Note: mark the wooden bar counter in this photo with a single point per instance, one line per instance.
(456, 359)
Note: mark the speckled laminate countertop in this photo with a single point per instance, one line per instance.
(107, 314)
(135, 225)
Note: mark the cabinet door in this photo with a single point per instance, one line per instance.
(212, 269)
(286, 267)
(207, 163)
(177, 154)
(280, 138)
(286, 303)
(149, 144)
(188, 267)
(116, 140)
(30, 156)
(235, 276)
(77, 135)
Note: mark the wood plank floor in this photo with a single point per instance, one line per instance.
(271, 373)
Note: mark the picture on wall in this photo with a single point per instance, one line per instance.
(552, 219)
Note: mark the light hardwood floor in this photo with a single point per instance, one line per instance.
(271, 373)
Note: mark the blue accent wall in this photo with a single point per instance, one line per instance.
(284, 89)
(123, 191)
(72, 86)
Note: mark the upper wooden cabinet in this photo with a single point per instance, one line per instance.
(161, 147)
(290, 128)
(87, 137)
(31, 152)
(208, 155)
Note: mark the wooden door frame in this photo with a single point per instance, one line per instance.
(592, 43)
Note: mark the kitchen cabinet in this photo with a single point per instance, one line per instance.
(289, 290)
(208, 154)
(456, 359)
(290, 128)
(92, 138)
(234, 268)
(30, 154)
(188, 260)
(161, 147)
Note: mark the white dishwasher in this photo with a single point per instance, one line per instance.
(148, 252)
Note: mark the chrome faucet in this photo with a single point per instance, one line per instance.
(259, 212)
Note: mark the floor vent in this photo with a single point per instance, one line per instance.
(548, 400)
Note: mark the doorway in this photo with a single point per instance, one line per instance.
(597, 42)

## Required action:
All of the records must be repeated exactly.

## Output of the exercise:
Note: mark the wooden bar counter in this photo with a single point per instance, one line per instance.
(456, 359)
Note: mark the speckled laminate countertop in this photo with a single point per instance, one line per instance.
(107, 314)
(135, 225)
Note: mark the cabinet door in this photo with a single point per instance, one line per instance.
(212, 269)
(286, 267)
(207, 163)
(177, 154)
(280, 138)
(286, 303)
(149, 144)
(188, 267)
(116, 140)
(30, 156)
(235, 276)
(77, 135)
Note: mark the wood plank floor in this photo with a single point per instance, one line per instance.
(271, 373)
Note: mark the picture on wall in this photo with a single point per instance, one line per instance.
(552, 219)
Note: mark the light hardwood floor in this photo with a single point per instance, one line per instance.
(271, 373)
Note: mark the blue accent wall in this photo with a single point per instance, one line per instance.
(284, 89)
(123, 191)
(72, 86)
Note: mark the upper wooden cabinet in this photo with a single point per instance, one line per instance.
(161, 147)
(290, 128)
(87, 137)
(31, 152)
(208, 155)
Note: mark the wooden door frame in this photo with a single point per instance, one line per instance.
(592, 43)
Note: mark the kitchen cabinet in this photo with a single point per instance, one line per instance.
(289, 290)
(208, 154)
(456, 359)
(290, 128)
(92, 138)
(234, 268)
(30, 154)
(188, 260)
(161, 147)
Note: mark the white dishwasher in this photo with a single point per instance, one line per instance.
(148, 252)
Note: mark the chrome faucet in this photo with a single point per instance, one line per instance.
(259, 212)
Note: mark the floor vent in this photo with a single point per instance, one line per instance.
(548, 400)
Note: mark the doorway in this photo with a single point per instance, one line per instance.
(597, 42)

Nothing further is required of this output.